- Direction
Starting with the line containing "One point belongs to every instance of the horse head, in" and going on through the end of the data, write those lines again with "horse head" changed to "pony head" and nothing else altered.

- Input rows
• • •

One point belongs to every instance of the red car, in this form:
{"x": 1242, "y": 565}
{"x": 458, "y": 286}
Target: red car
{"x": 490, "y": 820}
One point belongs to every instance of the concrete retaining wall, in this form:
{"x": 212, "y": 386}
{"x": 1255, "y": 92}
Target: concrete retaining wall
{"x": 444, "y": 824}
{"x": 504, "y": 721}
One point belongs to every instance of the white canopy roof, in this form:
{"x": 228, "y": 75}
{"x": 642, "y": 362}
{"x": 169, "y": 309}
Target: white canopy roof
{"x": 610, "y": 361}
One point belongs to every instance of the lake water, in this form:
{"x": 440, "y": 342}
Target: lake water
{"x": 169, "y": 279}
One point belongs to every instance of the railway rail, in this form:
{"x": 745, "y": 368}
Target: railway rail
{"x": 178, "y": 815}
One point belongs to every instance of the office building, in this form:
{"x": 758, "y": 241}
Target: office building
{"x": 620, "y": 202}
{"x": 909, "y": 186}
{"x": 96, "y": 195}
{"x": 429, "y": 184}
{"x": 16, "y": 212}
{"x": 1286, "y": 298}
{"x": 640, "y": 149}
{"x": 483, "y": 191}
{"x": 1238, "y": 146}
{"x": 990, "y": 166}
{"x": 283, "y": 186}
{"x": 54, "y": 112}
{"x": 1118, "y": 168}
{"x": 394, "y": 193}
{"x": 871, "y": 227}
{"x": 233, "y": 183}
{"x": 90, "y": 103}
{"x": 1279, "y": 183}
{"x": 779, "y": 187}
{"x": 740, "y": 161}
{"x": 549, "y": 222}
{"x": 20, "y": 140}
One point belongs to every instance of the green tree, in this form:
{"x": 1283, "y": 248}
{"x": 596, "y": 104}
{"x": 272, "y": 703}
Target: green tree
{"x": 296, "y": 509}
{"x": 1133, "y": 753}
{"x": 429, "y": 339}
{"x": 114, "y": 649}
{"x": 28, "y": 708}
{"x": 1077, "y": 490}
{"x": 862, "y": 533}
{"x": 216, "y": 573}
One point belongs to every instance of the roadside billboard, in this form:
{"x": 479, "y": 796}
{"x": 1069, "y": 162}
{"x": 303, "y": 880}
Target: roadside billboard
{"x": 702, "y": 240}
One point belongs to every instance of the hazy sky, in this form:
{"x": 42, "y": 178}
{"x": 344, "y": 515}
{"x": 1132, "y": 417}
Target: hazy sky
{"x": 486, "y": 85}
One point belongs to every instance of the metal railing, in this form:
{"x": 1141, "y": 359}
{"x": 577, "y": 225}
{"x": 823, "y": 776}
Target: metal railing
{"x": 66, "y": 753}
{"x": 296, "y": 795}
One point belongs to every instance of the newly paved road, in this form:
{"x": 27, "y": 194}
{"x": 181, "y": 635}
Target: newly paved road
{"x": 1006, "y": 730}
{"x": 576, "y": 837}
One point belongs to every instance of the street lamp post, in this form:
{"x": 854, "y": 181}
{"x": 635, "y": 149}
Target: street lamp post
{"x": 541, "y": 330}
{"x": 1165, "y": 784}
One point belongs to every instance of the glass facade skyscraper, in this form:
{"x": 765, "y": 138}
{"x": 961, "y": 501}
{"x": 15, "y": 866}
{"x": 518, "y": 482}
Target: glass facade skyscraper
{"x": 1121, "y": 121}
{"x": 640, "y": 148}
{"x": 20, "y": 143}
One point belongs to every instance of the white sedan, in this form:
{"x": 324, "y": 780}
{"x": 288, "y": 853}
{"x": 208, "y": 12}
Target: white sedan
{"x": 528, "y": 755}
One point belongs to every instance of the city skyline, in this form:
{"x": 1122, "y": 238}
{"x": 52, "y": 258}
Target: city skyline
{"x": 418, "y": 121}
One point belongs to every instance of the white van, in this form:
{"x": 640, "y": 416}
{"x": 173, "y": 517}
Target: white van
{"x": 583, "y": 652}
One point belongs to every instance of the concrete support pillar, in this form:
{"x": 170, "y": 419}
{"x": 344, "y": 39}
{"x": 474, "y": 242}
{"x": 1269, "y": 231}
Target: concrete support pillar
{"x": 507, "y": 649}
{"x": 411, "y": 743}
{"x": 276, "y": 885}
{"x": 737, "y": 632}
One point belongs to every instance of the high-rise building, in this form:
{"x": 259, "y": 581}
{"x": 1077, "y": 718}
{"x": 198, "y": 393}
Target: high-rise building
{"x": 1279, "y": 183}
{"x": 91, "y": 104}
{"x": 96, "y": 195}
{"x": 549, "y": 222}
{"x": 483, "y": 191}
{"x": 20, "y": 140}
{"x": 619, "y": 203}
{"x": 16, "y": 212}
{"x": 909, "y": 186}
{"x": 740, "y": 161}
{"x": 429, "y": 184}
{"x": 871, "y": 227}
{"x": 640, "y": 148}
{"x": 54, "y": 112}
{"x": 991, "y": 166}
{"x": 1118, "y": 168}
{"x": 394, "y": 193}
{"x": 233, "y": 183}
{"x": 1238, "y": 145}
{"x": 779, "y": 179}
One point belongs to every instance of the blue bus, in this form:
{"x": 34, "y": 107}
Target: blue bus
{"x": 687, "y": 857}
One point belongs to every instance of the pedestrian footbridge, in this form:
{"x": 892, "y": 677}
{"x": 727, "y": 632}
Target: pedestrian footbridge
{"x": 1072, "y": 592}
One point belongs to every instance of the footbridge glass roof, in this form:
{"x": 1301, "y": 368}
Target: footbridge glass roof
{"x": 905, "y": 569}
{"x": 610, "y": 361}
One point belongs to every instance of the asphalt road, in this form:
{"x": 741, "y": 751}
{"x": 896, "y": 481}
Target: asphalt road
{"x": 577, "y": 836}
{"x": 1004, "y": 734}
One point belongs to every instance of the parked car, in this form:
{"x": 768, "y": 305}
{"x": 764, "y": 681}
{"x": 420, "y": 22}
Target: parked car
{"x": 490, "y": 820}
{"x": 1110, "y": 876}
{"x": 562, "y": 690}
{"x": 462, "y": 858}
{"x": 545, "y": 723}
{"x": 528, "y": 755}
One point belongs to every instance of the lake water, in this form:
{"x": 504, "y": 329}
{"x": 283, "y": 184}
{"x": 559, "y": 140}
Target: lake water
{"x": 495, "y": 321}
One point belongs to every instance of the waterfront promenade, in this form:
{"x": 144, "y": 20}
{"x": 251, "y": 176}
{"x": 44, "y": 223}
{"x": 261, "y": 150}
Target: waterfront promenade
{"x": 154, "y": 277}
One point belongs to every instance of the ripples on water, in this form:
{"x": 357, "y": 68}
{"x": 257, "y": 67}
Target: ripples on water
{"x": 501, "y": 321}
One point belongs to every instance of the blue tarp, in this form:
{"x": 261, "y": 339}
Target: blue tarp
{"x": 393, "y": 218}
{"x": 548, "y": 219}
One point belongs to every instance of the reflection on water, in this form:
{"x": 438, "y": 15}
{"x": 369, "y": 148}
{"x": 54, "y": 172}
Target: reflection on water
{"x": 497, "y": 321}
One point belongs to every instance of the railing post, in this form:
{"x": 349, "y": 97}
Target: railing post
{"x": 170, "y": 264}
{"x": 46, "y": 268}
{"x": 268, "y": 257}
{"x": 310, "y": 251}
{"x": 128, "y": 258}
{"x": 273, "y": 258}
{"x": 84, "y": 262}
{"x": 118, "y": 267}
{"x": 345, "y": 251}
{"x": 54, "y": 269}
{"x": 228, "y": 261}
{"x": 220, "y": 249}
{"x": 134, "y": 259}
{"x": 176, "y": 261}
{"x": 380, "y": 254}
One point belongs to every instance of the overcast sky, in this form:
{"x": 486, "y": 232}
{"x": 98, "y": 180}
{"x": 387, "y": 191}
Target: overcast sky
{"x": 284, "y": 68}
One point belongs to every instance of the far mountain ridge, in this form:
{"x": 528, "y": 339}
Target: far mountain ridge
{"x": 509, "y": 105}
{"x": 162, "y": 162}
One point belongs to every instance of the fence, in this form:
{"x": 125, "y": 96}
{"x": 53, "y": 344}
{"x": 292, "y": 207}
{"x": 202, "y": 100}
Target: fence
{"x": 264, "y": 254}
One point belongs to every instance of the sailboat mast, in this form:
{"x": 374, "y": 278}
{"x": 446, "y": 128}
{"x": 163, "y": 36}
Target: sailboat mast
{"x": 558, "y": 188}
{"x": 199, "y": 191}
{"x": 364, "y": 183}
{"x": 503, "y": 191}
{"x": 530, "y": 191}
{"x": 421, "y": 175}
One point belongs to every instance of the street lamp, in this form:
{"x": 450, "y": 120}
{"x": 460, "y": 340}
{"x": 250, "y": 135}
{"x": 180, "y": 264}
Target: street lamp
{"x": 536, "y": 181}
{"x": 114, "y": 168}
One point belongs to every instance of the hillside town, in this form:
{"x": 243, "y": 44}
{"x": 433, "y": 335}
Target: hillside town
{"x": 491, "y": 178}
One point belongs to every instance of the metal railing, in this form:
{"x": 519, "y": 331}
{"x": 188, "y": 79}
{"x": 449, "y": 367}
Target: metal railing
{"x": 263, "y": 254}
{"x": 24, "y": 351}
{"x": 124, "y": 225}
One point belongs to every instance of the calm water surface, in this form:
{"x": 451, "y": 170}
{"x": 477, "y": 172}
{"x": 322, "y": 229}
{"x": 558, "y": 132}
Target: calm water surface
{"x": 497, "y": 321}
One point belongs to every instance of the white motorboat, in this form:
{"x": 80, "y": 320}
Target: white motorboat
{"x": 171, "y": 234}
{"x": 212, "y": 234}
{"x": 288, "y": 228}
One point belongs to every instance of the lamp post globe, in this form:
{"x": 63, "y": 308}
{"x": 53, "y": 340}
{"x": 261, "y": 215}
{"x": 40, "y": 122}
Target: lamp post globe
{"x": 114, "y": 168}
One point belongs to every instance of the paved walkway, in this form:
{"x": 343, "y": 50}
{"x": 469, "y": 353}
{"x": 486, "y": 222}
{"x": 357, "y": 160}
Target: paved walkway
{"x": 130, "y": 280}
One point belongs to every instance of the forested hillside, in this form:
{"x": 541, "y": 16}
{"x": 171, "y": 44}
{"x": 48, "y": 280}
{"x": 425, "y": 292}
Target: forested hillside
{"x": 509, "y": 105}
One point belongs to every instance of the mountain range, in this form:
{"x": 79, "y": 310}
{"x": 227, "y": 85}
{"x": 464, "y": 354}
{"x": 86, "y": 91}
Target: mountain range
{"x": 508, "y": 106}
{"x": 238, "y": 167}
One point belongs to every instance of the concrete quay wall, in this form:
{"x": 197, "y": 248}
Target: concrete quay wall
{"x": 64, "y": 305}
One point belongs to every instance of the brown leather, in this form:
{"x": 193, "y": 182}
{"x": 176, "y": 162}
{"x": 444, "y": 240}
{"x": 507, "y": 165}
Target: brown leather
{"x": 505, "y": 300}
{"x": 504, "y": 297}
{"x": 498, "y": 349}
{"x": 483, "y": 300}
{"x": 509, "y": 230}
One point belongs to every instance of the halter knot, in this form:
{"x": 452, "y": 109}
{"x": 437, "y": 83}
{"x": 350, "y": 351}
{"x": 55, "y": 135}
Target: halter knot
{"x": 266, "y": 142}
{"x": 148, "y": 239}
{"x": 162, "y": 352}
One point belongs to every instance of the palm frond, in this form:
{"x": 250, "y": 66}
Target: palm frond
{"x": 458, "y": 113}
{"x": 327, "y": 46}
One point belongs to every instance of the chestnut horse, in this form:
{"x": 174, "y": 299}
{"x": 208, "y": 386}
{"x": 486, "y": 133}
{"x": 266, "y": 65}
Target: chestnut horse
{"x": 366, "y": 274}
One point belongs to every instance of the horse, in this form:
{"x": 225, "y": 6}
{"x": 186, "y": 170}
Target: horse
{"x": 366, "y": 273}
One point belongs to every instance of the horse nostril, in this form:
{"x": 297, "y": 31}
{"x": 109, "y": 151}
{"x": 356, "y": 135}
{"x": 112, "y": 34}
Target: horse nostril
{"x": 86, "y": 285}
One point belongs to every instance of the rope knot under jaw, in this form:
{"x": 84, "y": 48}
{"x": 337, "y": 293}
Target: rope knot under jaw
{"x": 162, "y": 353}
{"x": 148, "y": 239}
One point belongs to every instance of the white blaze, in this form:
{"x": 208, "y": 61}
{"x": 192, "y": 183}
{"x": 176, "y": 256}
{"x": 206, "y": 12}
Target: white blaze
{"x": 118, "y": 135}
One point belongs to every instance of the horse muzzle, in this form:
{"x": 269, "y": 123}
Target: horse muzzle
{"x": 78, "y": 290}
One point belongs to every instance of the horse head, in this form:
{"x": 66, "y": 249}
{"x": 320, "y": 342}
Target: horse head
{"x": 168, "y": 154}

• • •

- Answer below
One point belongs to every instance of the pony head, in this form:
{"x": 66, "y": 249}
{"x": 320, "y": 342}
Target: pony head
{"x": 168, "y": 154}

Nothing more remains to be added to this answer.